TEXTO PARA ANÁLISE »
►
O mais visual e o mais sensual dos cineastas é também aquele que nos introduz no mais íntimo dos seus personagens, porque ele é acima de tudo um apaixonado fiel da sua aparência e, através desta, da sua alma. O conhecimento em Renoir passa pelo amor e o amor pela epiderme do mundo. A agilidade, a mobilidade, o modelo vivo da sua realização é a sua preocupação em ornar, para seu prazer e nosso gozo, o vestido sem costuras da realidade.
Renoir francês - André Bazin

Fantástica realidade


Por Jean-Charles Fitoussi

"As coisas que existem são importantes."
Paul Claudel, O Pão Duro

Pode-se julgar um filme à luz da realidade que este nos priva durante a projeção: enquanto estou na sala diante da tela, de qual realidade exterior sou privado? O filme que me foi apresentado em lugar da vida vale esta privação? É evidente que, se não damos nenhum valor a tal vida, qualquer filme será o bastante - exceto aqueles cujo objetivo seria precisamente o de devolver aos espectadores a realidade da qual gostariam de se abstrair comprando o ingresso. Mas se a existência é concebida como profundamente desejável em si mesma, e já rica, complexa, fabulosa, trágica o bastante sem que o cinema nela se misture, então o êxito cinematográfico se torna mais raro e precioso: o cinema deve então fazer melhor que uma realidade contudo já perfeita, já feita da melhor forma. Que faça simplesmente tão bem quanto, e nos consideraremos felizes.
◄
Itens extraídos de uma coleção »
►
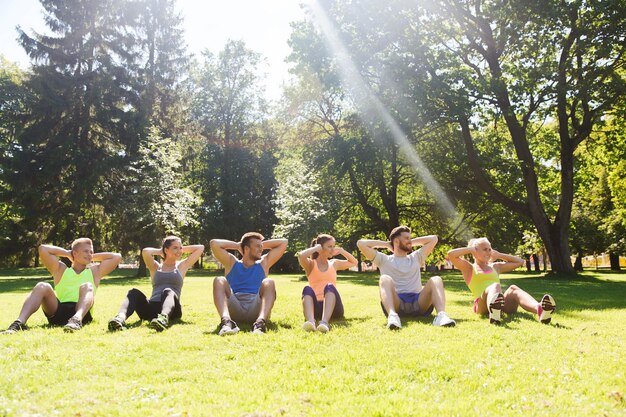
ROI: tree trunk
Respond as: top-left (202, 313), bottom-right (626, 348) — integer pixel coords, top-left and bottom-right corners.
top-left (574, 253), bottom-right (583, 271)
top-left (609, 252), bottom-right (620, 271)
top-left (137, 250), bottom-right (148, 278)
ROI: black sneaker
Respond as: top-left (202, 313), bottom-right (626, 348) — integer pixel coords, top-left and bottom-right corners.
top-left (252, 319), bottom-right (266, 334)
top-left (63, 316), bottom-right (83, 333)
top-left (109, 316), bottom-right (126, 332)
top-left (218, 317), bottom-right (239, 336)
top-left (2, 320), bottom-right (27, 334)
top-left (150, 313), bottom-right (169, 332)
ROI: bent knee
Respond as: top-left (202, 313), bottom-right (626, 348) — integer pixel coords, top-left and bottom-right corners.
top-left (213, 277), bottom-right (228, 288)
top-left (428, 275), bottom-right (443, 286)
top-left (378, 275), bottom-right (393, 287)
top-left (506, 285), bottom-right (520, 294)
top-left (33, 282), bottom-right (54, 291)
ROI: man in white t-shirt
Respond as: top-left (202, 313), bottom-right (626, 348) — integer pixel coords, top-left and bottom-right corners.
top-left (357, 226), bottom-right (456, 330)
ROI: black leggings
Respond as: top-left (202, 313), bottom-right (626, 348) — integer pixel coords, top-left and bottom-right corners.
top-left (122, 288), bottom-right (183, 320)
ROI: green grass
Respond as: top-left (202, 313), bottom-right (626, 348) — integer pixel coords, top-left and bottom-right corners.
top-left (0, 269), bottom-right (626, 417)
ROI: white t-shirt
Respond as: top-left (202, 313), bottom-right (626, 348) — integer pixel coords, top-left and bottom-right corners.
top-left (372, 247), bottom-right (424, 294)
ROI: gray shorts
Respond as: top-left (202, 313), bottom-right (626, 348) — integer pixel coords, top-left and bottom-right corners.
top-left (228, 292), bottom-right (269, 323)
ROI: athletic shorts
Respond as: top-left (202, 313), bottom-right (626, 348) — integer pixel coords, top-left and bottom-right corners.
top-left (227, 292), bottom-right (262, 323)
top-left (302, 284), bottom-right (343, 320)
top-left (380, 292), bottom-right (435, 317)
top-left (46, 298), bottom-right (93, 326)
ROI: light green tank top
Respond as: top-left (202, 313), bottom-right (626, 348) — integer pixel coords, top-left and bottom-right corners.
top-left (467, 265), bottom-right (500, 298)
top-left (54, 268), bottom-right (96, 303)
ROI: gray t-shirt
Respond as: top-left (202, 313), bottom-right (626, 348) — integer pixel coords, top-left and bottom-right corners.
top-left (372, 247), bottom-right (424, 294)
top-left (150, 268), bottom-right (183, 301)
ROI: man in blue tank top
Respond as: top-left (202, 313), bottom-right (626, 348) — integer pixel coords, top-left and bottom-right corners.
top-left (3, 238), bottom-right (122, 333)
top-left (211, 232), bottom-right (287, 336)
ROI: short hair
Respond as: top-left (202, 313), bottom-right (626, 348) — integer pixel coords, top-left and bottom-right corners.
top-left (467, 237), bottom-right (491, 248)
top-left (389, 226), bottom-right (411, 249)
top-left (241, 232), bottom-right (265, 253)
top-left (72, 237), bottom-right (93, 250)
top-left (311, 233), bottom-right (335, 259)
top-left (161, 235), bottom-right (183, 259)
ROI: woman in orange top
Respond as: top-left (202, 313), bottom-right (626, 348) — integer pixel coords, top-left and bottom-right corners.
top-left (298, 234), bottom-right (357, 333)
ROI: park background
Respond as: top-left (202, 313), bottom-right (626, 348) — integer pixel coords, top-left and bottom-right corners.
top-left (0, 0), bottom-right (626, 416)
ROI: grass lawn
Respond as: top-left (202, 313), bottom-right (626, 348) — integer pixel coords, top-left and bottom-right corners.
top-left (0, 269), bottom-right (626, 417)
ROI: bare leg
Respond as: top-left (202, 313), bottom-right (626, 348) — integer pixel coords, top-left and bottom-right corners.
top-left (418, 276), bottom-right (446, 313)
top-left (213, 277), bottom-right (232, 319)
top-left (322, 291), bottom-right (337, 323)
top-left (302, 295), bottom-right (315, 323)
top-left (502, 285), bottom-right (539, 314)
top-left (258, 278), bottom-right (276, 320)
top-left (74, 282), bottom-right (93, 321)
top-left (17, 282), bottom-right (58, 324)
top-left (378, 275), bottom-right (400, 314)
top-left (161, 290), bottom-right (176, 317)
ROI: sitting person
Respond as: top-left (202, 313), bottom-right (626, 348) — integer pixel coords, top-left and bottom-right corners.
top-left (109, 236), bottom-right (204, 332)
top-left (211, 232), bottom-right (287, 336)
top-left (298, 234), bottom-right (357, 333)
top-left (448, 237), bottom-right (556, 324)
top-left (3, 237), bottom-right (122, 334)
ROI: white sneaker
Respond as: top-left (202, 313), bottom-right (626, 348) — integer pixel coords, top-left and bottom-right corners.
◄
TAREFAS A REALIZAR »
A: No texto sobre cinema e realidade, por que o êxito cinematográfico fica mais raro e precioso quando se concebe a existência como profundamente desejável em si mesma? Responda em uma a três frases.
B: Retome o texto sobre cinema e realidade a partir do ponto em que ele para.

RESPOSTAS DADAS »
A: Porque, nesse caso, o cinema precisa fazer melhor que uma realidade já perfeita, já feita da melhor forma. Essa realidade já é rica, complexa, fabulosa e trágica o bastante sem que o cinema se misture a ela.

B:
Distinguem-se então duas maneiras de lograr um filme: a que consiste em desvalorizar a realidade extra-filme, de modo que esta fique apequenada diante das potencialidades estupefacientes da imagem e seus efeitos - arte dos narcóticos. Dedicamo-nos neste caso a fabricar filmes "compensatórios", valorizando tudo o que não tem chance alguma de existir fora da tela, tais como os falsos desejos inumeráveis (desejos de irrealidades, que levam somente a falsas alegrias) sobre os quais falava Charles em O Diabo Provavelmente, de Robert Bresson, ou que mostra Mizoguchi nos Contos da Lua Vaga - deslocamento do desejo em coisas inexistentes que, fazendo-o prisioneiro de um fantasma, conta justamente dentre as táticas do diabo (e do qual o cinema hollywoodiano atual não detém o monopólio).

A outra via, menos simples, menos imediatamente rentável, consiste antes em ressaltar as qualidades e o gosto da existência, sua magia própria - que os filmes ou outras representações do primeiro tipo se esforçam em apagar. Nesta perspectiva, a arte do cinema - que pode se aparentar à arte culinária por sua faculdade de tornar perceptível (e inesquecível) qualidades e sabores que sem ela passariam despercebidos - requer do cineasta, no mínimo e de partida, um desejo de percepção dessas qualidades, um "apetite de realidade" associado a um "bom estômago".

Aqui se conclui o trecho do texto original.